[Opening Dataset entries section]
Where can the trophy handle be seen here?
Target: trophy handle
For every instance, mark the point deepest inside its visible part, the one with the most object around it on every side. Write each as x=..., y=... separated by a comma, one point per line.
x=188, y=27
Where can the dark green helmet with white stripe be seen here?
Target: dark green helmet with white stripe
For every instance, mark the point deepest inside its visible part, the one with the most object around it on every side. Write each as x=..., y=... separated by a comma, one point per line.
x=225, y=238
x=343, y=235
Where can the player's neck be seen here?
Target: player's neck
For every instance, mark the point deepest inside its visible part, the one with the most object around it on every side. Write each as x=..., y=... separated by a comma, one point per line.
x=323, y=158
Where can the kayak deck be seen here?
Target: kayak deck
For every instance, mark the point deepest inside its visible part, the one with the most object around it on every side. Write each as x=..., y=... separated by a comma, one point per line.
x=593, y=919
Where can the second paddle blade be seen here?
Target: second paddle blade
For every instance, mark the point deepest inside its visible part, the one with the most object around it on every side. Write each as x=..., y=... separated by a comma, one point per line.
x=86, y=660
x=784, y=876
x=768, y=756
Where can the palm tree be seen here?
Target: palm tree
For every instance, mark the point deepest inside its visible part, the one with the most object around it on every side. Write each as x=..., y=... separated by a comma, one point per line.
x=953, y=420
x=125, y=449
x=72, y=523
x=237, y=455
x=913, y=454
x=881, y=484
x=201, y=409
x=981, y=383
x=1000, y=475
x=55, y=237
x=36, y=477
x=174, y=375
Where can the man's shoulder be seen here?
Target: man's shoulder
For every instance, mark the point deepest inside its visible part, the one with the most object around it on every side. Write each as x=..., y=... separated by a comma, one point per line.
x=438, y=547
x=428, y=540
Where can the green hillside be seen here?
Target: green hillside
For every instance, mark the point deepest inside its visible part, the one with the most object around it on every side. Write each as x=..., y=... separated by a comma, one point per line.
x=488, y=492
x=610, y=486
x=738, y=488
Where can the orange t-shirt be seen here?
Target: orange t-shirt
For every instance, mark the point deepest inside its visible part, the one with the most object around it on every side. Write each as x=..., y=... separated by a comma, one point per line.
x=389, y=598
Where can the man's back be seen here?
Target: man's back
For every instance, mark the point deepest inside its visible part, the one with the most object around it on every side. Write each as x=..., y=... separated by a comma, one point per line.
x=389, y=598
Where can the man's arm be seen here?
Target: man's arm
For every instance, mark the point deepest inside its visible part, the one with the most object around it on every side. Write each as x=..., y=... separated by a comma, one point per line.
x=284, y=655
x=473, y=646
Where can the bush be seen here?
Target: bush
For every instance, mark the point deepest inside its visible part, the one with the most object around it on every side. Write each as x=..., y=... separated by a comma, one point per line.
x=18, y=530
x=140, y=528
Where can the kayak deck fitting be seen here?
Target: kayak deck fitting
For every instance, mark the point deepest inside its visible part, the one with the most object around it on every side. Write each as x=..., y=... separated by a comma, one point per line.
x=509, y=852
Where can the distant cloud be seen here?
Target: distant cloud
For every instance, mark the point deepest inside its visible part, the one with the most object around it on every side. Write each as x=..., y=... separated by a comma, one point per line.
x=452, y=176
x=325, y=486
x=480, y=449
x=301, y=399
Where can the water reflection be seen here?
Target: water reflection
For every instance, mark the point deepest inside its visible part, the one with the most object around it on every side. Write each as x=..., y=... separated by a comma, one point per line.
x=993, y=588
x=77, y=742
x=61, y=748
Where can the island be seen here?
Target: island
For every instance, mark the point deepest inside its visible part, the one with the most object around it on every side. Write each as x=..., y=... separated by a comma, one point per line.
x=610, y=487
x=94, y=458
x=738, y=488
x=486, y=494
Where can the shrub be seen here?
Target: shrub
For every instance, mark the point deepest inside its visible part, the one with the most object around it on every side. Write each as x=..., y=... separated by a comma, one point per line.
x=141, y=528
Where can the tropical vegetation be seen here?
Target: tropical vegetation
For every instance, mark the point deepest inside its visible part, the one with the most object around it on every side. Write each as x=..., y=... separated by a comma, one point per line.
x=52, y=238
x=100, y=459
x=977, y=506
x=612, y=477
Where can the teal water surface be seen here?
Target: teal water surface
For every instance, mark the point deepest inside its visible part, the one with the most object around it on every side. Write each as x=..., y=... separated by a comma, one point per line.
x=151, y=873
[Closing Dataset entries section]
Requirement: Each line above holding the word "hillside" counts; reply with how many there are, only the number.

Solved exercise: 2